== EXERCISE DETAILS ==
Word for word, repeat the data that follows. Do not include the pictures.
☆ ☆ ☆ ☆ ☆ ☆ ☆
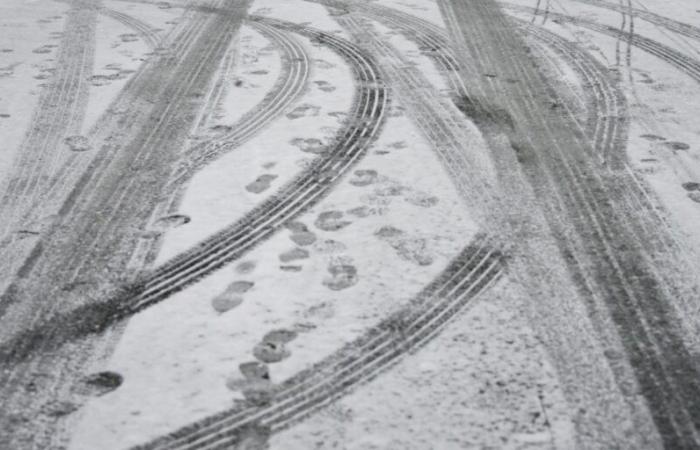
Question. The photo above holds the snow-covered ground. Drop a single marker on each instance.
(383, 233)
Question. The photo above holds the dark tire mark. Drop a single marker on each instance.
(236, 240)
(476, 268)
(144, 30)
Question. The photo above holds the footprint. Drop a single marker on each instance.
(653, 137)
(172, 221)
(44, 49)
(323, 64)
(281, 336)
(303, 238)
(674, 145)
(360, 211)
(261, 184)
(103, 382)
(293, 255)
(296, 226)
(342, 276)
(245, 267)
(324, 86)
(305, 110)
(409, 248)
(331, 221)
(364, 178)
(329, 246)
(421, 199)
(253, 381)
(129, 37)
(254, 370)
(309, 145)
(228, 299)
(240, 287)
(271, 352)
(77, 143)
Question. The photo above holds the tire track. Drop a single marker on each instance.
(681, 61)
(229, 244)
(612, 260)
(288, 88)
(148, 33)
(306, 190)
(675, 26)
(608, 109)
(58, 114)
(508, 209)
(51, 373)
(475, 269)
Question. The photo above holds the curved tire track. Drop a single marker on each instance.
(475, 269)
(293, 199)
(675, 26)
(58, 114)
(229, 244)
(681, 61)
(289, 86)
(148, 33)
(586, 212)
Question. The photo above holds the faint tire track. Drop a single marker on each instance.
(306, 190)
(148, 33)
(681, 61)
(287, 90)
(681, 28)
(229, 244)
(289, 86)
(475, 269)
(55, 272)
(58, 114)
(610, 257)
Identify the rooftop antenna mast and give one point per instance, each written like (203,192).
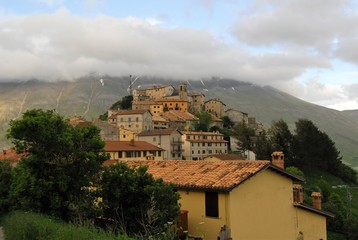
☆ ☆ ☆ ☆ ☆ ☆ ☆
== EXPECTED ANSWER ==
Question. The photo above holds the snow-covered ground. Drop a single marker on each instance.
(383, 233)
Question. The photo above holds the dark tire mark. Drop a single marker on each instance.
(236, 240)
(476, 268)
(144, 30)
Question. The photo above holds the footprint. Drop a single marker on each instance.
(653, 137)
(172, 221)
(44, 49)
(323, 64)
(281, 336)
(303, 238)
(674, 145)
(360, 211)
(261, 184)
(103, 382)
(293, 255)
(296, 226)
(342, 276)
(245, 267)
(324, 86)
(305, 110)
(409, 248)
(331, 221)
(364, 178)
(329, 246)
(421, 199)
(253, 381)
(129, 37)
(254, 370)
(309, 145)
(228, 299)
(240, 287)
(271, 352)
(77, 143)
Question. The photo above holds the tire track. Drop a single marker on each instance.
(681, 61)
(229, 244)
(612, 260)
(288, 88)
(148, 33)
(306, 190)
(675, 26)
(608, 109)
(58, 114)
(508, 209)
(51, 373)
(475, 269)
Question. The photo above holds the curved tire track. Drop a single marker on each instance.
(475, 269)
(293, 199)
(675, 26)
(58, 114)
(229, 244)
(681, 61)
(289, 86)
(148, 33)
(586, 212)
Question. The photo above holds the faint tire track. Drop a single marker on each instance.
(306, 190)
(148, 33)
(681, 61)
(287, 90)
(681, 28)
(229, 244)
(289, 86)
(475, 269)
(55, 272)
(58, 114)
(610, 257)
Identify the rooftop antenna mast and give one point per instance, each written like (203,192).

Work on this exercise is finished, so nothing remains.